━━━ Text under study ━━━

Jo 17Recently, the women of our church held a ‘Quarantea Party’ via Zoom. All sixty or so able to participate were mailed a teabag, along with a few questions. Then on the day, we were to be at our computers or tablets or phones with our tea, ready to connect.

It was fun to watch everyone turn up and to greet one another. One screen on my laptop filled—then two—then three! Initially, one of our pastors shared with us all and then we ‘zoomed off’ into our smaller ‘breakout’ groups which had already been organised.

But at that point, something went wrong so, then and there, our Zoom organiser needed to reallocate us all into groups, person by person. As that happened, we chatted and laughed together, but then we noticed people disappearing from our screens. One by one, little black squares were appearing where someone’s face had been a moment earlier. They had been allocated to their breakout group and had zoomed off!

As the number remaining became smaller and smaller, someone joked, ‘This is like being picked for a sports team when I was at primary school! I feel like calling out “Pick me! Pick me!’” I could identify with this and laughed along with everyone else, but my mind also headed in a different direction. In fact, I had found it quite disturbing to watch all those lovely people I had not seen for ages disappear from the screen, one after the other. One moment those vibrant faces were there, the next they were not. One moment, they were laughing and chatting—and the next, all I could see was a black square.

━━━

■ Tasks and exercises
- a) Please list every kind of device that, according to the Zoom tea party account, participants were to have ready with their tea on the day.
- b) In the Zoom tea party account, why did little black squares begin appearing where faces had been?

━━━ Data to examine ━━━

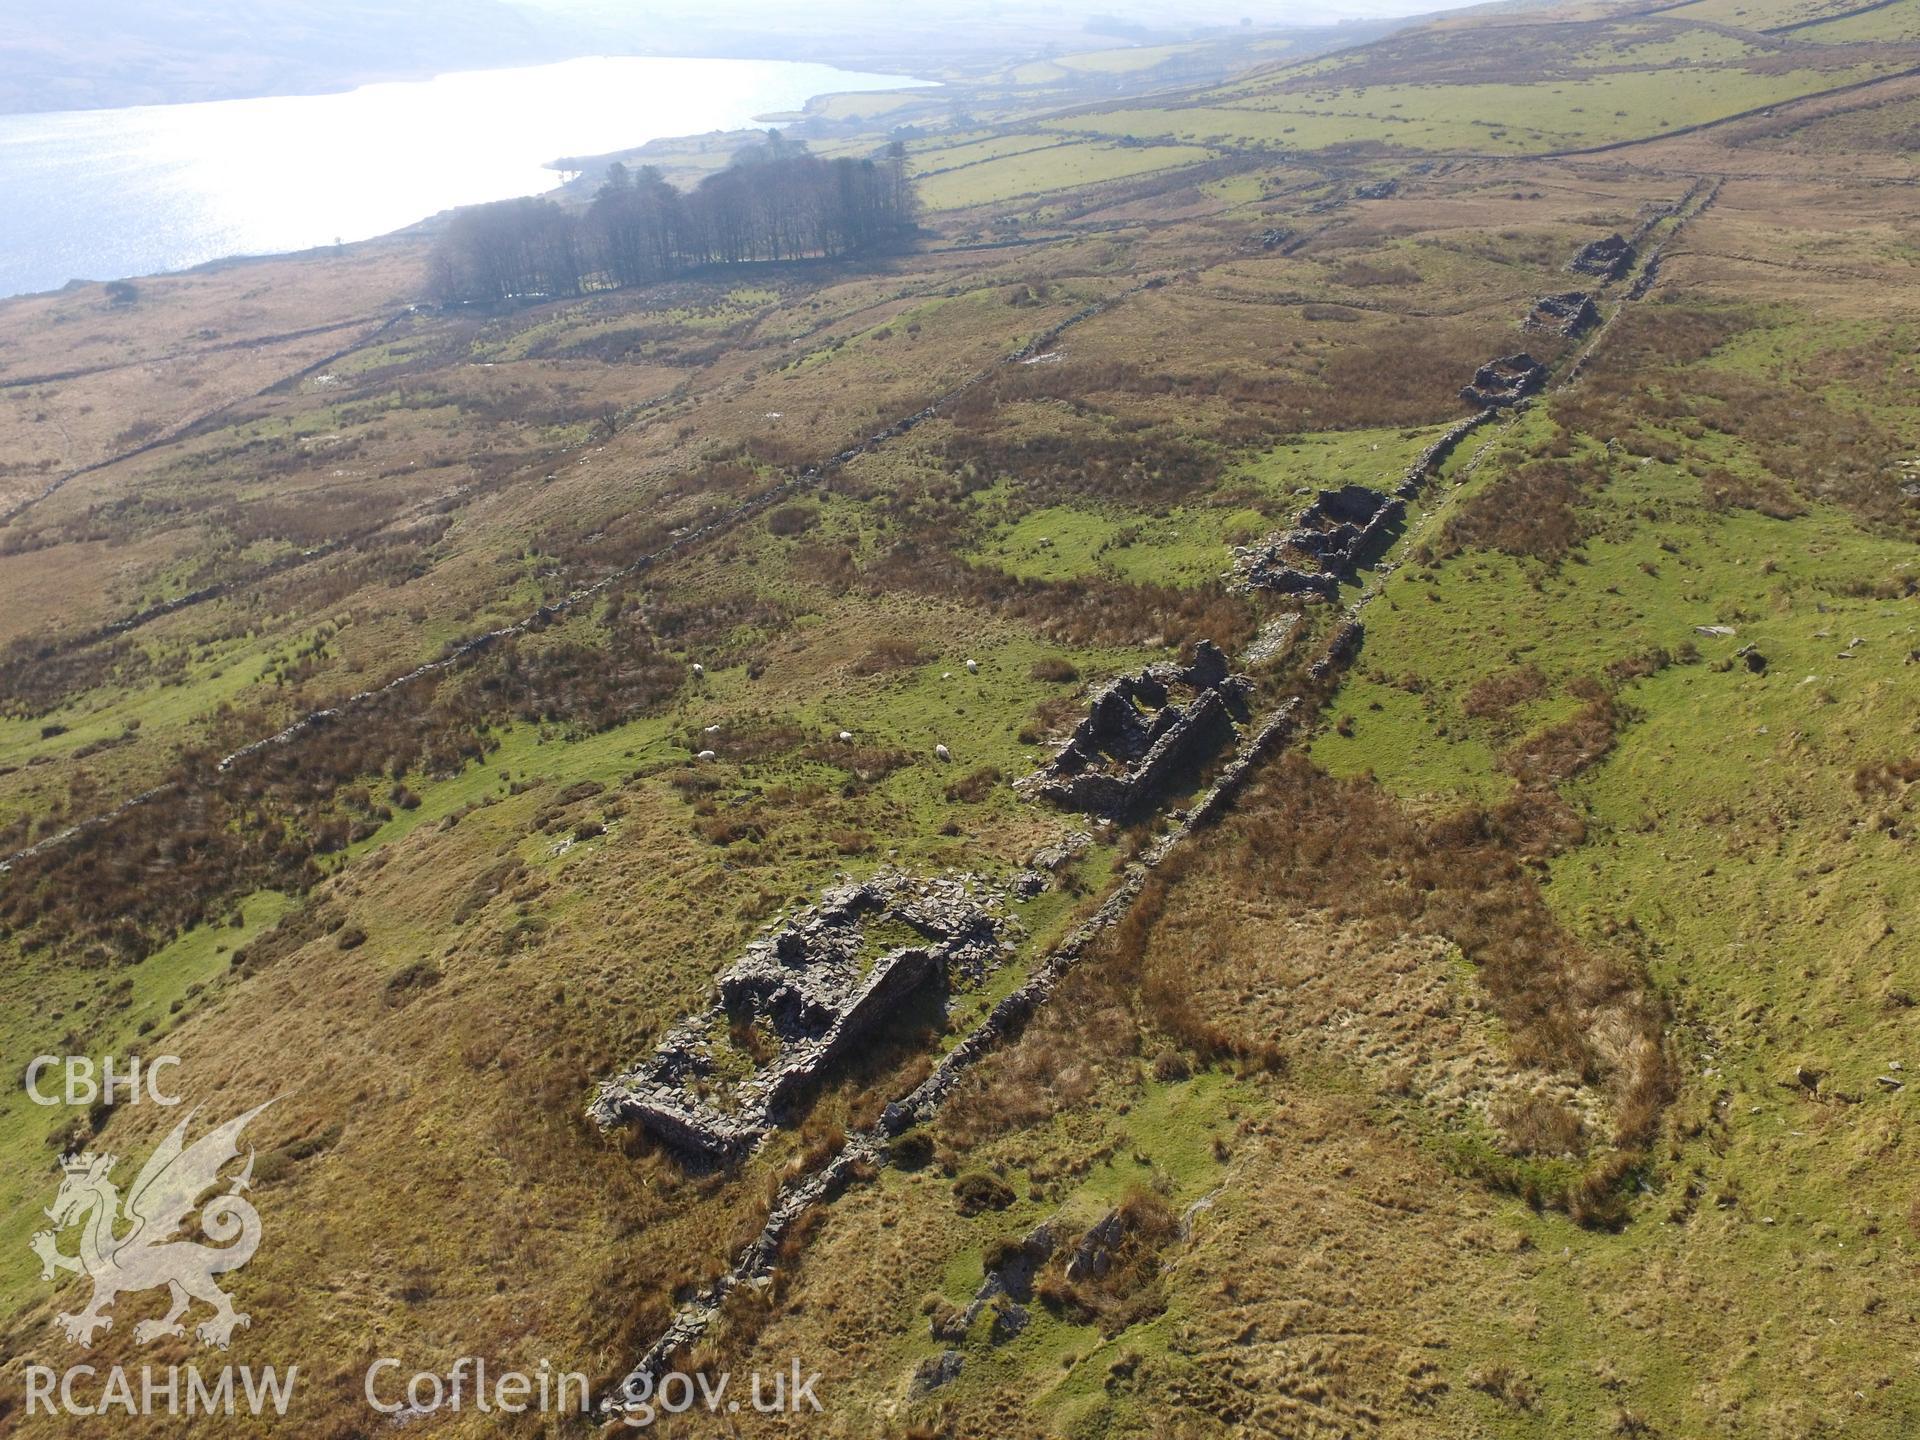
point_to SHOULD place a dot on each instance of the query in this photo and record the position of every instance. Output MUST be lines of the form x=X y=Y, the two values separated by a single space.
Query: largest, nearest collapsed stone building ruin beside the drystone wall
x=809 y=994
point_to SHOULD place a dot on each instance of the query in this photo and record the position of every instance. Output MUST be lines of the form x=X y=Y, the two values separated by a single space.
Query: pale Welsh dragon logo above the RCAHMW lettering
x=147 y=1255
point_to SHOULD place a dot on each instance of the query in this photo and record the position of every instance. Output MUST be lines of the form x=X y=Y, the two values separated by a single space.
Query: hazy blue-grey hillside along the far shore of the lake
x=82 y=55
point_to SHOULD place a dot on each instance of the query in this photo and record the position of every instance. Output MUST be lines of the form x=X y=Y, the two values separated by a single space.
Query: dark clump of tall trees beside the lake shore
x=773 y=203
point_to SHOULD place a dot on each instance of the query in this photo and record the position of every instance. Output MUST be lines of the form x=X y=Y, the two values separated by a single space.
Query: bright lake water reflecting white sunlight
x=105 y=195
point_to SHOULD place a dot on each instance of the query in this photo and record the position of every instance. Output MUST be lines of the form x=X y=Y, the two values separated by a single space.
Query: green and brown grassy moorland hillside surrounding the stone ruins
x=1520 y=1045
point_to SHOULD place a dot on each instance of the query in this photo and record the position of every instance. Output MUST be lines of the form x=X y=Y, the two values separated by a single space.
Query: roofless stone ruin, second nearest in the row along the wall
x=1141 y=732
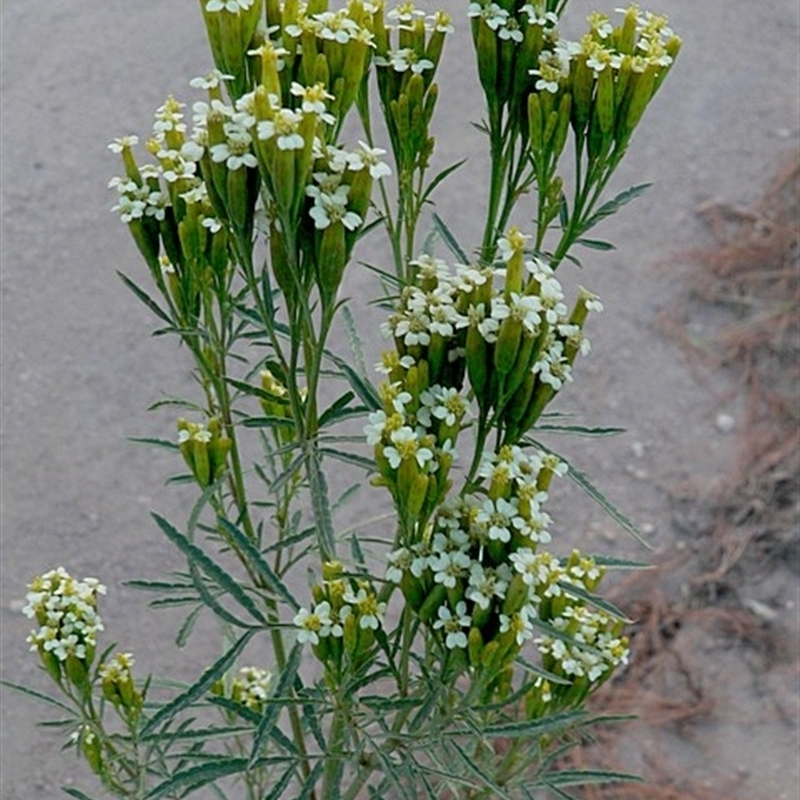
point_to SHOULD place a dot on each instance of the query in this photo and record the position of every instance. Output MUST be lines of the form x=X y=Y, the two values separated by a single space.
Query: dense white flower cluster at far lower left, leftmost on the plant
x=66 y=612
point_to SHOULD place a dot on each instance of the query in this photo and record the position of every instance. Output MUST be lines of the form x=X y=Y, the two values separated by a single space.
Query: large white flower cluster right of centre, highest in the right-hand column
x=516 y=342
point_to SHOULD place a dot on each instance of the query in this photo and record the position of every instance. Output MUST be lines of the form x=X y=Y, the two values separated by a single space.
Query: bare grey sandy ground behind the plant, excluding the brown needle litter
x=79 y=370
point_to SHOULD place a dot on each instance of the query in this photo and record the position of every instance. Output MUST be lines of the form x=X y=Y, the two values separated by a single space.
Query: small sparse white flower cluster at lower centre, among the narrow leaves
x=342 y=623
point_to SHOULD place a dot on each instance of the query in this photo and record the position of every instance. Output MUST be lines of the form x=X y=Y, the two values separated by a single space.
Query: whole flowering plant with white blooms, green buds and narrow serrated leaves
x=453 y=650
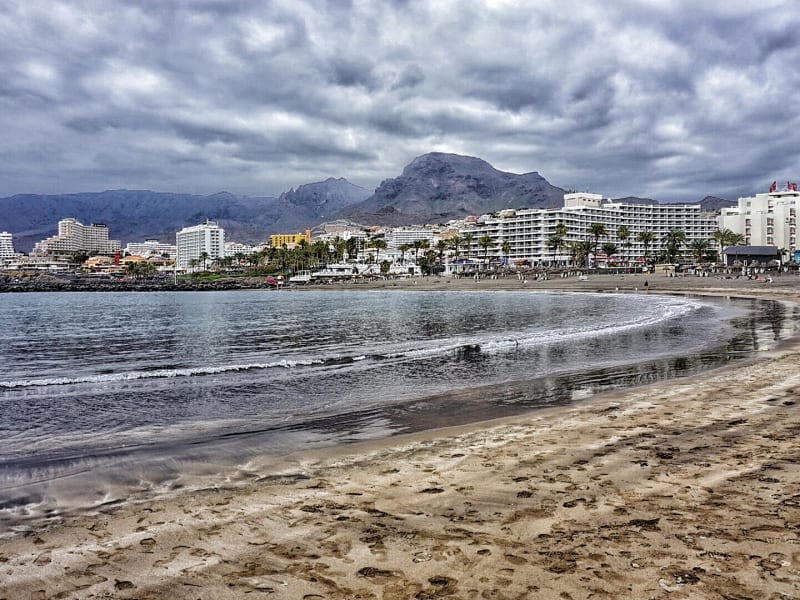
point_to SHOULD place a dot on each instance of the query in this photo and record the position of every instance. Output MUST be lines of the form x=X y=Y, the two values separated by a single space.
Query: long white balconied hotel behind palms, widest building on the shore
x=528 y=231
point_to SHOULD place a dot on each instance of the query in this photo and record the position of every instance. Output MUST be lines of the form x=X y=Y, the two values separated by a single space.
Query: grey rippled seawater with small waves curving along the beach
x=106 y=397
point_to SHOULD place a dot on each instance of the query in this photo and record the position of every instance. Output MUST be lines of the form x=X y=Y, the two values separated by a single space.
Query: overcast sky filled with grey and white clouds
x=672 y=100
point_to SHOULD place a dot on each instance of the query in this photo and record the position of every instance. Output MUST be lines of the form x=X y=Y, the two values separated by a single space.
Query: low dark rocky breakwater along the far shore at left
x=31 y=281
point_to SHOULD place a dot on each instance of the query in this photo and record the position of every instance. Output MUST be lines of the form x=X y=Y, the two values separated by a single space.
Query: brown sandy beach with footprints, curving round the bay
x=688 y=488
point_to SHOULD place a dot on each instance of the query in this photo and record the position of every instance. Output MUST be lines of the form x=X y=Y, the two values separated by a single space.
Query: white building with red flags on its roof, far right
x=766 y=219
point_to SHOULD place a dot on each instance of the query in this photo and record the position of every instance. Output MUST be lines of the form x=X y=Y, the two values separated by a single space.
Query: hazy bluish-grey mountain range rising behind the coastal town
x=433 y=188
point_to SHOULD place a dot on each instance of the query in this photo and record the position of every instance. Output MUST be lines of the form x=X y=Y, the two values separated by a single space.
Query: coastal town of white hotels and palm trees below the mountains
x=587 y=234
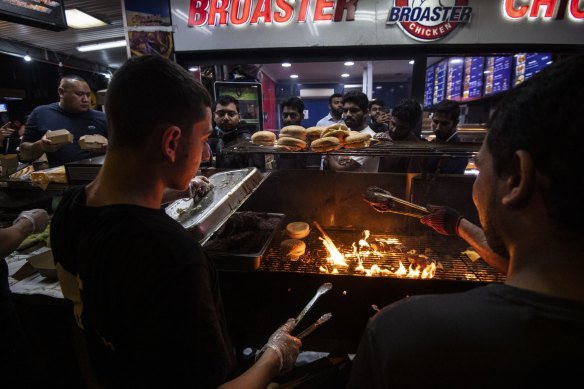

━━━

■ Solutions to the exercise
- a) Computers, tablets, and phones.

- b) The organiser was reallocating everyone into groups one person at a time. As each person was assigned to a breakout group, they zoomed off, leaving a black square where their face had been.